• [Objective]
Filter the material below, copying every line that contains the word "wing".

Object pointing data rows
········

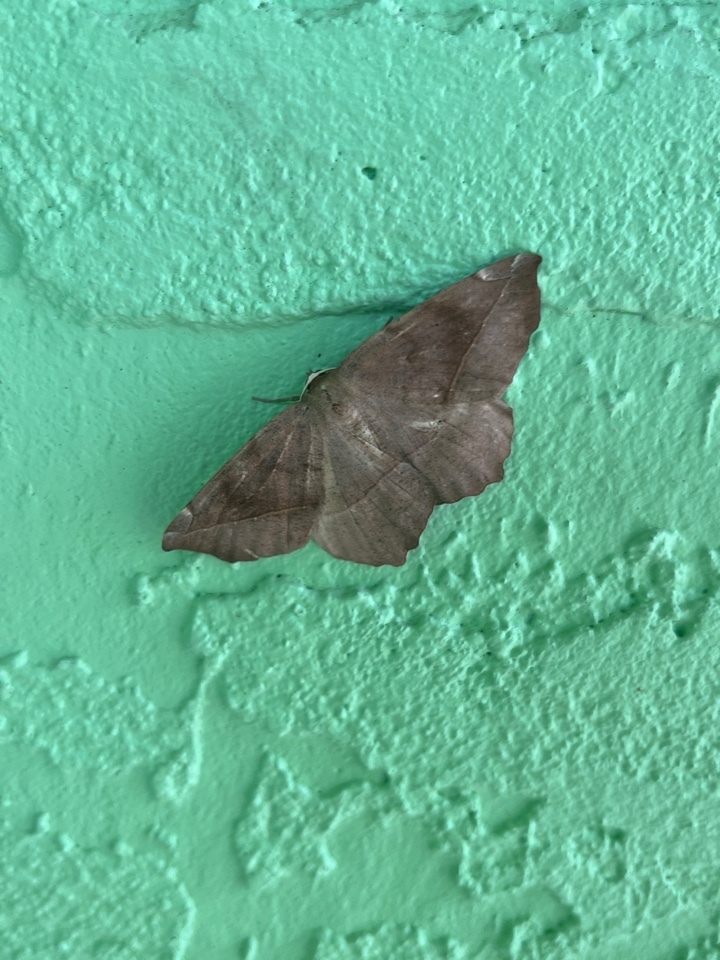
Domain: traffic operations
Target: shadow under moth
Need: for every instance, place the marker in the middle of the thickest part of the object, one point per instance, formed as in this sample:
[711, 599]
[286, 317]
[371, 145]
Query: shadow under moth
[412, 418]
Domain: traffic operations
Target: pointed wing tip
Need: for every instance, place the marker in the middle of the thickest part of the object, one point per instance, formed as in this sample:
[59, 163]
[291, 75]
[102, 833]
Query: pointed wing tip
[173, 536]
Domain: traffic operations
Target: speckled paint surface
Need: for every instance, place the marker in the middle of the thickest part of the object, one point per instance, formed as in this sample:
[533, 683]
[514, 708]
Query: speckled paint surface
[508, 748]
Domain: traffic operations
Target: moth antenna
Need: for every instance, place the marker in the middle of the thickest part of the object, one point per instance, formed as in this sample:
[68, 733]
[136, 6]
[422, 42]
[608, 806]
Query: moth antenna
[276, 399]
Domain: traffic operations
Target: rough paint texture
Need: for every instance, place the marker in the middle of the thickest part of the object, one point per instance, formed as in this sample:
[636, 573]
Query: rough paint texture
[506, 749]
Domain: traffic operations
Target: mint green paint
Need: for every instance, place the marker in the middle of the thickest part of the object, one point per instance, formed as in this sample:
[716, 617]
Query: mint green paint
[506, 749]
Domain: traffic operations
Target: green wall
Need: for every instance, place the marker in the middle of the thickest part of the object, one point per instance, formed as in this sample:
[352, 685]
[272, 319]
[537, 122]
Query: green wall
[508, 748]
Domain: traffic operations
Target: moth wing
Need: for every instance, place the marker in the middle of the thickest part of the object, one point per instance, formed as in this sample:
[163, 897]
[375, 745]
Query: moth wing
[376, 506]
[459, 448]
[263, 502]
[463, 344]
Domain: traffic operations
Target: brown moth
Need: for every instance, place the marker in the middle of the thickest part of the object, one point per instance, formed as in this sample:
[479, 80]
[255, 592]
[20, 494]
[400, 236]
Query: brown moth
[412, 418]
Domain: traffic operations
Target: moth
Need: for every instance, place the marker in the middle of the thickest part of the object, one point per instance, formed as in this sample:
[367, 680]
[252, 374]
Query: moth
[412, 418]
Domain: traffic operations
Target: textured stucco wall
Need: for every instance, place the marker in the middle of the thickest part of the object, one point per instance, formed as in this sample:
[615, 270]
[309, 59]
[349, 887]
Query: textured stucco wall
[508, 748]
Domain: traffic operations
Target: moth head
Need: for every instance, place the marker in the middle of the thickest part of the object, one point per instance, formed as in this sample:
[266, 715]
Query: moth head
[313, 379]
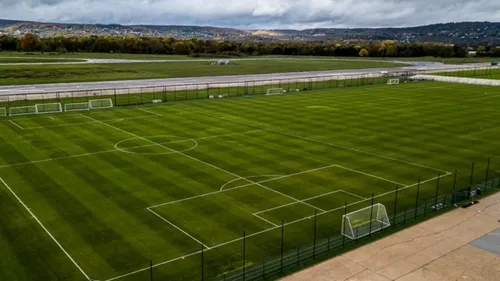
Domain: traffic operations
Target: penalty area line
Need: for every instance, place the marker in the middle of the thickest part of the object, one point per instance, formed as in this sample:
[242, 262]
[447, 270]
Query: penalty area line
[48, 232]
[15, 124]
[276, 227]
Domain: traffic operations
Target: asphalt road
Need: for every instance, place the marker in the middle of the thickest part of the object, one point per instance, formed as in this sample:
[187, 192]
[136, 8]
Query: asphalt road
[89, 86]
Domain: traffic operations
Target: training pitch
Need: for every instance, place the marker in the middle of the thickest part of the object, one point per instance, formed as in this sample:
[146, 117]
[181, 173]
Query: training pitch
[99, 194]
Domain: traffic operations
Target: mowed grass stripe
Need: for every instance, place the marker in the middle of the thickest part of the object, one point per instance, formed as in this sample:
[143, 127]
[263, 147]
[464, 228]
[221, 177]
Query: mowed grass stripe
[138, 227]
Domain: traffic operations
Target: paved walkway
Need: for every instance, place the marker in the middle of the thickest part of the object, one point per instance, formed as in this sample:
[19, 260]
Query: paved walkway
[435, 250]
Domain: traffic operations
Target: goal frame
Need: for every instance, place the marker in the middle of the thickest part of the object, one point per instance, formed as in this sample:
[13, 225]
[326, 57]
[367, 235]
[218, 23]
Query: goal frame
[72, 105]
[101, 101]
[393, 81]
[23, 113]
[377, 221]
[274, 91]
[57, 104]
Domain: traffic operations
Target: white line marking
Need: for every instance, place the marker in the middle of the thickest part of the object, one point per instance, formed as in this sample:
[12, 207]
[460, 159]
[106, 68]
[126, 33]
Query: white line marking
[352, 194]
[241, 186]
[265, 219]
[370, 175]
[486, 97]
[93, 153]
[201, 161]
[178, 228]
[270, 229]
[40, 223]
[250, 177]
[317, 141]
[151, 112]
[17, 125]
[54, 159]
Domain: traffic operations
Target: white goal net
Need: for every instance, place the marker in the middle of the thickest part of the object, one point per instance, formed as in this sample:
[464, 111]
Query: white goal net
[102, 103]
[364, 221]
[76, 106]
[275, 91]
[46, 108]
[22, 110]
[393, 82]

········

• [Correct result]
Target: pointed wing tip
Query: pointed wing tip
Target: moth wing
Query: moth wing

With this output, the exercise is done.